> _Passage shown_:
────

Saturday, December 19, 2009

Why I want my son to take ballet classes

I just entered a giveaway for a ballet-themed children's DVD, and I was inspired to write up a little post for my review site explaining why I was so hep to win a DVD from (yes, this is the name) Prima Princessa for my two-year-old son.

Now, if you're not interested in the giveaway yourself, that's cool. But I wanted to share what I wrote about ballet, parenting, and passing on the gift of an active body. (Original post here.)


Today's Give Away is giving away a Blush Topless Undershirt from Blush and Prima Princessa Presents The Nutcracker, a 40-minute DVD from Prima Princessa!

I'll refer you to this post for a preview of the Blush topless undershirt/belly band, good for maternity, breastfeeding, or just covering your tummy in general!

I want to highlight the Prima Princessa DVD and explain why I want such a very pink DVD for my son.

I enjoyed but was not good at ballet growing up. We moved around a lot, so I took classes here and there, but it was not a high priority for my mom, who was not a girly-girl herself and who couldn't understand how she'd given birth to one. When I moved to Seattle, I found out about a Very Beginning Ballet class for adults only. It still took me a couple years to work up the courage — but eventually I enrolled. And I've been dancing since! I did take some time off during my pregnancies and postpartum recovery, but that's fine. I'm doing it for fun, not with any grand goal in mind. I am not a physically adept person, as every one of my despairing gym teachers would attest. Ballet has allowed me to connect with what my body can do. It has helped with some of my balance problems. The repetition and concentration required make me feel centered and aware of myself as a whole person, body and all.

────

> _Stored data_:
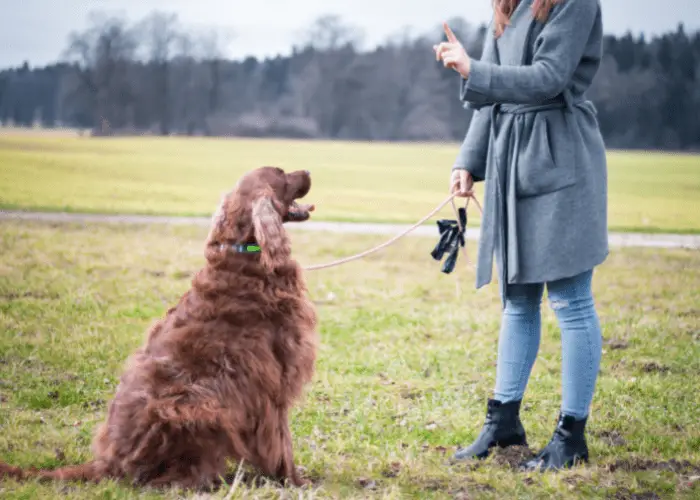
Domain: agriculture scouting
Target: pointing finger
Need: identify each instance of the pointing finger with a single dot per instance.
(450, 35)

────

> _List of tasks_:
[1] Quote the ballet post word for word between "Why I want my" and "(Original post here.)", inclusive.
[2] Pick up the blog post about ballet classes after its last sentence and keep writing it.
The lines have nothing to do with the ballet post.

> _Answers by task_:
[1]
Why I want my son to take ballet classes

I just entered a giveaway for a ballet-themed children's DVD, and I was inspired to write up a little post for my review site explaining why I was so hep to win a DVD from (yes, this is the name) Prima Princessa for my two-year-old son.

Now, if you're not interested in the giveaway yourself, that's cool. But I wanted to share what I wrote about ballet, parenting, and passing on the gift of an active body. (Original post here.)

[2]
I want that for my son. I don't know if it will be ballet specifically that inspires him, and I know I can't force such a revelation. But I hope he can grow up enjoying moving his body. If he has his father's and my predilection toward suckiness in sports, I don't want (failing at) competition to get in the way of enjoying physical movement and working toward improving himself.

Mikko's 2 and a half. He can begin toddler ballet classes at 3. I'm going to enroll him and see what happens. If he doesn't like it, he's free to leave. If he stays till the age of partnering, I guarantee he'll be the darling of all the girly-girls who mostly fill the classes!

I had a helper take him to one of my classes so he could see where I go every week, and he loved watching me and the other ladies dance. (My class currently is all women, though I have been in adult classes with men as well.) He also got to see some of the little kids dance before my class began.

The next logical step is to have him see a real ballet, on stage. But I think (know!) he's too young to sit through a performance, so it would be a waste of the ticket price.

And so we come around to this DVD. It seems to have it all: It shows a real performance by a professional ballet company. It shows little children dancing. It shows older, accomplished children (including boys!) demonstrating specific steps. I love it! I think Mikko will, too.

Enter fast for the Blush Topless Undershirt or Prima Princessa Presents The Nutcracker at Today's Give Away by Dec. 20.

Now, as an aspiring unschooler, I do have a few qualms about a ballet class, but I'll observe it when he starts to make sure it fits my expectations. I don't find that my own class is restrictive or triggers my learned behaviors of trying to please the teacher, but then, I am taking it as an adult. I appreciate that the other women and girls taking along with me are not competitive and are kind to everyone in the class, and there's a wide range of body shapes and sizes, as well as ages, which I love. I don't think that classes are inherently bad for unschoolers, as long as the child retains a sense of autonomy and is taking the class for himself, not to please the teacher — or his mother! Yes, I am aware of this risk and will take pains not to project my own desires onto my son. I do think it's perfectly natural, however, to lead children into activities that you personally enjoy, as a starting point for them to discover their own preferences.

And, of course, there's the feminist in me who, maybe in reaction to my own girly obsession with ballet, says, "Boys can, too, take ballet! I'll show them. I'll show ALL of them!" But, again, I don't want that to be an expectation Mikko has to live up to.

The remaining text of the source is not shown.